* Stated goal *
Pictures excluded, retype the lines from the one containing "Exercise. Tag the white t-shirt" through the last line of the data below, both included.

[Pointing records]
··········

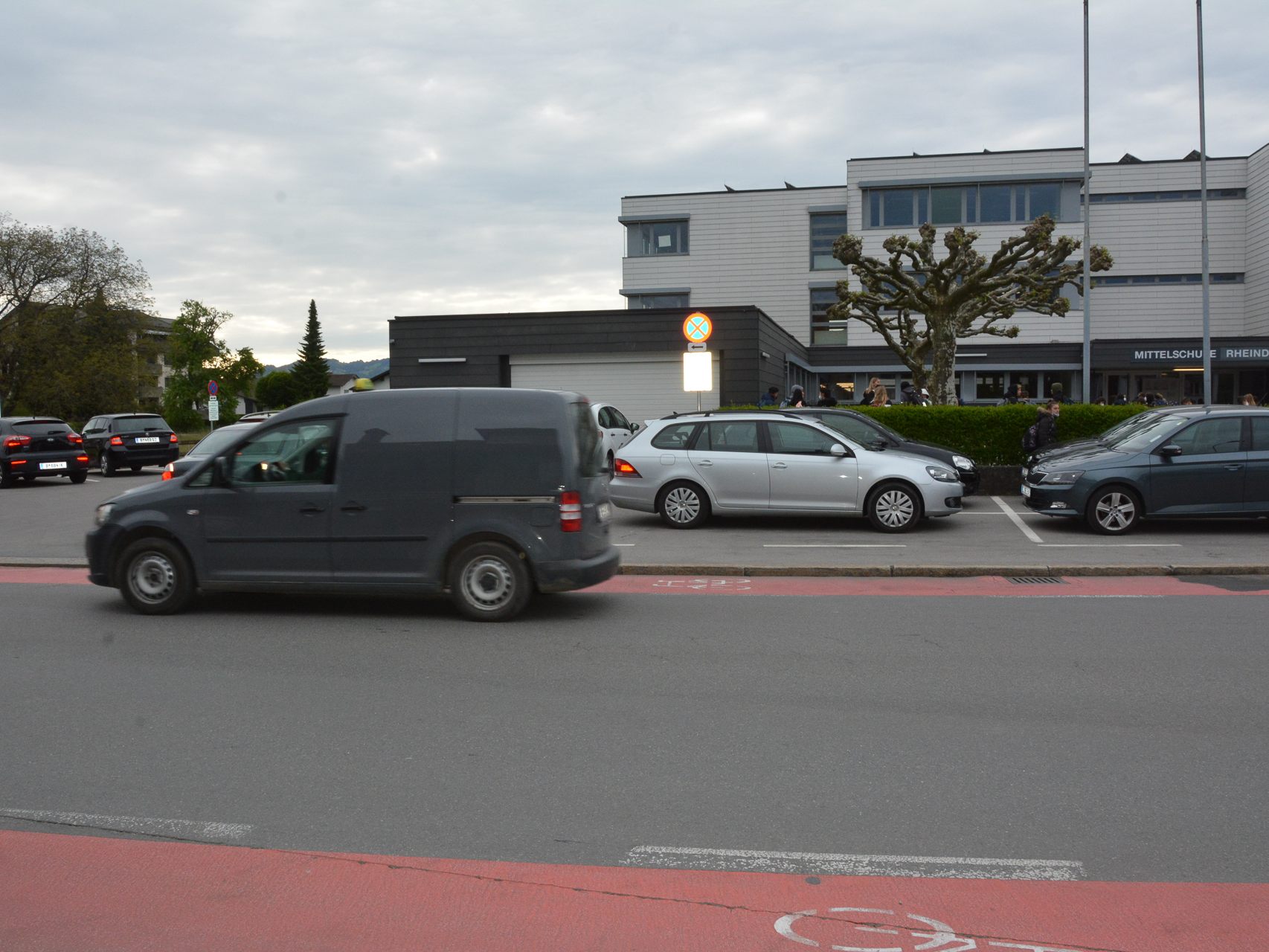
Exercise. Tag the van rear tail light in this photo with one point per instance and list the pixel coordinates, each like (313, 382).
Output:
(570, 512)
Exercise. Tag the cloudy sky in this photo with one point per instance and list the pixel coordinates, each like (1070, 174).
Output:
(391, 158)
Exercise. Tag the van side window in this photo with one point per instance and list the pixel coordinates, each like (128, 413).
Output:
(675, 437)
(296, 452)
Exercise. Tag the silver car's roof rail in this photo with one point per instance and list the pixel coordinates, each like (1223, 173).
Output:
(675, 415)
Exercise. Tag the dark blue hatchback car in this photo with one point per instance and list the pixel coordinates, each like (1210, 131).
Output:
(1213, 463)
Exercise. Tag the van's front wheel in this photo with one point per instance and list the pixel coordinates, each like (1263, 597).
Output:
(489, 583)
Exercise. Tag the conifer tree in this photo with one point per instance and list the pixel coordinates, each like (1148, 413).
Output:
(311, 372)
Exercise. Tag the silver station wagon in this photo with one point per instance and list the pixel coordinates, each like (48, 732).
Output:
(744, 463)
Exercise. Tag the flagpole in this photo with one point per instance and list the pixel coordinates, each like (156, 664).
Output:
(1202, 174)
(1088, 213)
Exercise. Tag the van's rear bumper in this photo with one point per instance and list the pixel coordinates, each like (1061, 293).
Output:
(576, 573)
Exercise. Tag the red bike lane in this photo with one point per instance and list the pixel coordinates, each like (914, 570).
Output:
(75, 892)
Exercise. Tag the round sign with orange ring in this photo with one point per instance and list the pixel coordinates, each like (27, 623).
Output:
(697, 328)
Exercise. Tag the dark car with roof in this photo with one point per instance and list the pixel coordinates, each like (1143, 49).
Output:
(129, 442)
(1180, 463)
(876, 436)
(37, 447)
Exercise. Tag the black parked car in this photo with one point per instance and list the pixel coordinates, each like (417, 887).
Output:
(33, 447)
(1182, 463)
(868, 432)
(129, 441)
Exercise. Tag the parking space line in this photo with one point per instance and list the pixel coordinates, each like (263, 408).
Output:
(832, 545)
(1017, 521)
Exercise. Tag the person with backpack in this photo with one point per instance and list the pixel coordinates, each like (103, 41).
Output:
(1044, 432)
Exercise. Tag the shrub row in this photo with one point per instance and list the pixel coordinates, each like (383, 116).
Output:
(992, 436)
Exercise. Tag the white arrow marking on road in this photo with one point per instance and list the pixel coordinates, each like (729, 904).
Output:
(152, 826)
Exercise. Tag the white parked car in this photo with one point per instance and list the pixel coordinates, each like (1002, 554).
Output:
(614, 428)
(777, 463)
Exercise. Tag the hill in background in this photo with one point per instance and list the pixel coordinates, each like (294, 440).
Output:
(362, 368)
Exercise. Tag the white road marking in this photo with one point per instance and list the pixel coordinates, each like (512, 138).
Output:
(832, 545)
(1109, 545)
(852, 865)
(152, 826)
(1017, 521)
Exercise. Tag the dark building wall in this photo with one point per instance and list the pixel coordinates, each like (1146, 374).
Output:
(487, 341)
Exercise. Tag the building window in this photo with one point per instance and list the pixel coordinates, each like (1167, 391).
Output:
(1121, 280)
(637, 303)
(823, 330)
(968, 205)
(825, 229)
(1186, 196)
(656, 238)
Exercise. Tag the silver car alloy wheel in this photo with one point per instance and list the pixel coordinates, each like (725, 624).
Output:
(681, 504)
(487, 583)
(151, 576)
(895, 508)
(1116, 512)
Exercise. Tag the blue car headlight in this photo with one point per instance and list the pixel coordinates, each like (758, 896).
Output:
(1061, 479)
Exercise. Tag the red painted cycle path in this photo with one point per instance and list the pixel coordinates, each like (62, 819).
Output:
(985, 585)
(71, 892)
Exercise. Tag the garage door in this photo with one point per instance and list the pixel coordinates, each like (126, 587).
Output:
(643, 386)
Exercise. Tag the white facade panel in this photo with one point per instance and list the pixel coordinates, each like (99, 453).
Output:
(643, 386)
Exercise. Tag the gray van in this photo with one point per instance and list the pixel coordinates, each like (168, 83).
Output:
(487, 495)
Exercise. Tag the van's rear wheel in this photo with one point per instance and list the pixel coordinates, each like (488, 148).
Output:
(489, 583)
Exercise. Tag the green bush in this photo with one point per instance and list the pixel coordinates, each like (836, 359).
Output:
(992, 436)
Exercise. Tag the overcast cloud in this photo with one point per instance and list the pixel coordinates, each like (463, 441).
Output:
(438, 158)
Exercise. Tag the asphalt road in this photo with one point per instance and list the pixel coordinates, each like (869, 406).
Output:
(47, 521)
(1126, 734)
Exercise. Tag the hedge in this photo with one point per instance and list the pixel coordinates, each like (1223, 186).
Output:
(992, 436)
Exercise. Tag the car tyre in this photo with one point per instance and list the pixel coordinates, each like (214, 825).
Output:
(683, 506)
(489, 583)
(893, 506)
(1114, 510)
(155, 576)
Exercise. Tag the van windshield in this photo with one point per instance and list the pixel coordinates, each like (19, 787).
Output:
(588, 438)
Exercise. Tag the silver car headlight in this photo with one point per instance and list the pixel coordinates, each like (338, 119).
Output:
(1060, 479)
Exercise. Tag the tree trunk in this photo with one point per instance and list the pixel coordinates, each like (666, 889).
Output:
(943, 366)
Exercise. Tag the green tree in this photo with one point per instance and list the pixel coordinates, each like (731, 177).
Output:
(197, 356)
(276, 390)
(311, 372)
(922, 305)
(46, 278)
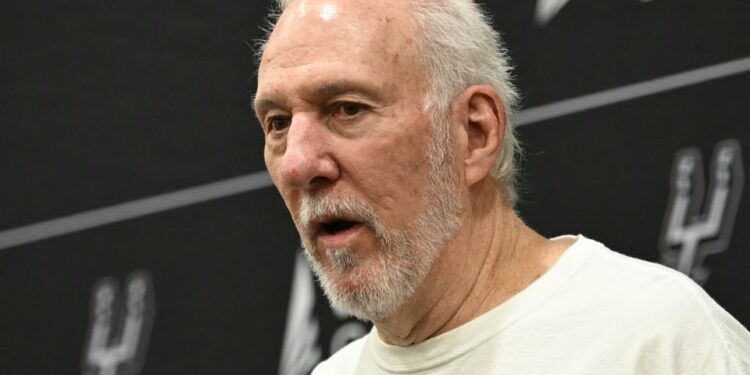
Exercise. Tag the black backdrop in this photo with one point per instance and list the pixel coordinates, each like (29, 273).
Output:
(133, 187)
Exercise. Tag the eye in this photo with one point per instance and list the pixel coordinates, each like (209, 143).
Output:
(349, 109)
(279, 123)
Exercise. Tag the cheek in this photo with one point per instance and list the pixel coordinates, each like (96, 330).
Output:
(392, 171)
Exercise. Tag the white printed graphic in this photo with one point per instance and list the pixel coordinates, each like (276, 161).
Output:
(699, 223)
(302, 349)
(120, 326)
(546, 10)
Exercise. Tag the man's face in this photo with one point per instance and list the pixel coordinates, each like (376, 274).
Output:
(352, 151)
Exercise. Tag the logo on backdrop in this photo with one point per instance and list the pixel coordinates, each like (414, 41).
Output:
(699, 222)
(546, 10)
(120, 326)
(302, 349)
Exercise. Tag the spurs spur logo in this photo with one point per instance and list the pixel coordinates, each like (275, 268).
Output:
(546, 10)
(120, 326)
(301, 350)
(699, 222)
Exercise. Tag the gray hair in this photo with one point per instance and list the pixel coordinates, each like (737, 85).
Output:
(458, 47)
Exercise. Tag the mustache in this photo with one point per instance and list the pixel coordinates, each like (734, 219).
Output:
(313, 208)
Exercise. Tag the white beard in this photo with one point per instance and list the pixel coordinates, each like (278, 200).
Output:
(405, 255)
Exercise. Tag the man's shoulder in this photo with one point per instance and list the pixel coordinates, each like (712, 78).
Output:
(661, 303)
(648, 285)
(343, 361)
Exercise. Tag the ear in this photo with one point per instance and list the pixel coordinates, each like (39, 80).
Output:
(482, 115)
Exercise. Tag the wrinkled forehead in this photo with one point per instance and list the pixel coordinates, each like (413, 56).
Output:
(345, 29)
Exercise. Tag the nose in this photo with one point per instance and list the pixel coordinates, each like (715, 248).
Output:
(307, 160)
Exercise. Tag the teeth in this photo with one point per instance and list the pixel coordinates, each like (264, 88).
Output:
(337, 226)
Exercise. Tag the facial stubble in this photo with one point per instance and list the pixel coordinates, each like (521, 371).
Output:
(404, 256)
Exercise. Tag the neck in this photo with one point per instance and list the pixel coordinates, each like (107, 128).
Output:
(492, 257)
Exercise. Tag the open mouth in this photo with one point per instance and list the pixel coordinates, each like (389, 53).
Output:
(336, 226)
(336, 231)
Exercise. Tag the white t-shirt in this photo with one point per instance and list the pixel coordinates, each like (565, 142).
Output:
(595, 312)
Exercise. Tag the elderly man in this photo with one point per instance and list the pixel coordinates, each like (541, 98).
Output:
(387, 135)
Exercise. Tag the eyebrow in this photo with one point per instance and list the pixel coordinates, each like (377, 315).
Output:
(326, 90)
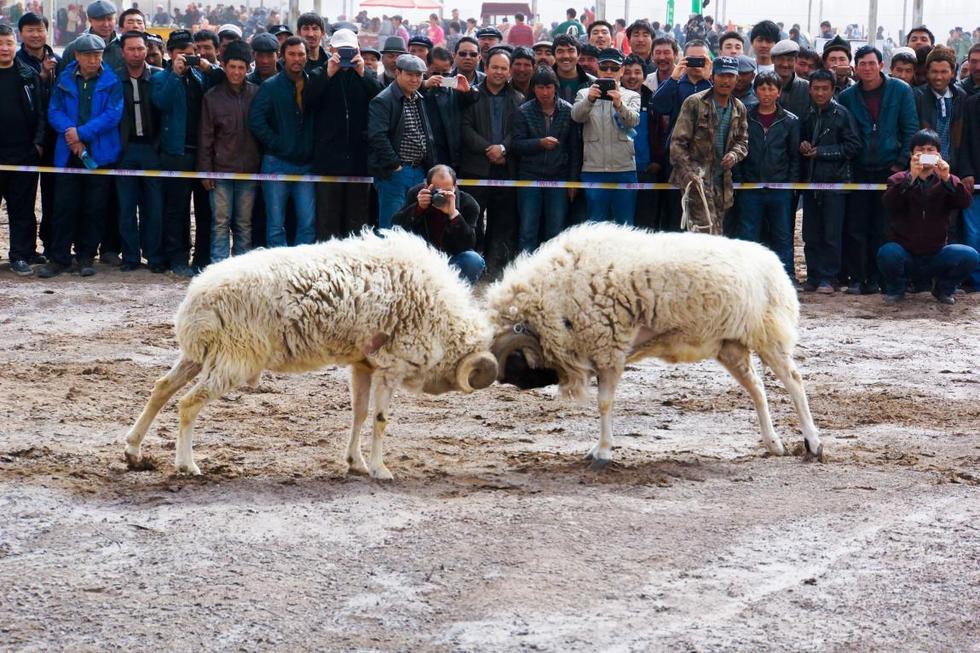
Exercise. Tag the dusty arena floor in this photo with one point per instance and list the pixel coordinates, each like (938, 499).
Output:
(494, 535)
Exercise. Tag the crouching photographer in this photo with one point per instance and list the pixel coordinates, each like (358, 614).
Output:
(446, 218)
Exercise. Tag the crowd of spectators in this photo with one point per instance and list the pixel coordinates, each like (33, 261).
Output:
(595, 102)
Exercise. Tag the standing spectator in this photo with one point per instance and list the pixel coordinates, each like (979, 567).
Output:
(884, 111)
(763, 37)
(837, 59)
(923, 201)
(829, 142)
(640, 35)
(394, 48)
(971, 85)
(795, 94)
(225, 144)
(311, 29)
(684, 82)
(444, 106)
(436, 32)
(487, 136)
(609, 120)
(85, 110)
(465, 60)
(280, 121)
(773, 156)
(265, 52)
(571, 76)
(710, 138)
(338, 98)
(36, 54)
(102, 20)
(731, 44)
(521, 69)
(400, 143)
(547, 142)
(521, 33)
(177, 93)
(447, 223)
(570, 27)
(939, 104)
(139, 131)
(21, 143)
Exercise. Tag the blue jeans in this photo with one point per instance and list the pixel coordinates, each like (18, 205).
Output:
(391, 192)
(823, 226)
(616, 205)
(532, 205)
(142, 236)
(231, 212)
(470, 265)
(277, 193)
(971, 235)
(774, 208)
(949, 267)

··········

* Exercise response *
Exercise. Tag the white t-shirt in this photo with one point per instance and list the pixel coordinates, each like (565, 142).
Output:
(595, 312)
Exercise. Tag the elderly man in this photo with one point per instance and list the pixel coordinates, each like (541, 98).
Output:
(387, 135)
Exercise. Tag the eyebrow in this photo with one point per instance and list the pixel coordinates, each like (377, 315).
Output:
(326, 90)
Exercise. Tag the dusty arena floor in this photo with one point per instance and list the pixel coordinates, each like (938, 499).
Output:
(494, 535)
Exercise. Tag the crouching photographer in this photo with one point per instance and list the pixel coordinates, each like (358, 614).
Output:
(446, 218)
Exercise. Tag the crowd of spectators in this photo with one point per instance and list the pixel coordinates, each like (33, 261).
Output:
(595, 102)
Exercise. Tag the standing spectator in this photo with one point per instance and list the pixel coordinates, each like (979, 567).
Output:
(884, 111)
(763, 37)
(837, 59)
(923, 201)
(829, 142)
(640, 35)
(394, 48)
(971, 85)
(795, 94)
(225, 144)
(311, 29)
(684, 82)
(444, 106)
(436, 32)
(487, 136)
(609, 120)
(85, 110)
(465, 60)
(280, 121)
(773, 156)
(265, 52)
(571, 76)
(710, 138)
(338, 98)
(36, 54)
(102, 20)
(731, 44)
(521, 69)
(400, 143)
(547, 142)
(521, 33)
(177, 93)
(447, 223)
(570, 27)
(939, 104)
(139, 131)
(21, 143)
Exercise. Tag the blue jeans in this photo with one point per instance and list the pixel coordinates, each like (18, 205).
Output:
(391, 192)
(823, 226)
(616, 205)
(532, 205)
(142, 236)
(231, 212)
(470, 265)
(277, 193)
(971, 235)
(774, 208)
(949, 267)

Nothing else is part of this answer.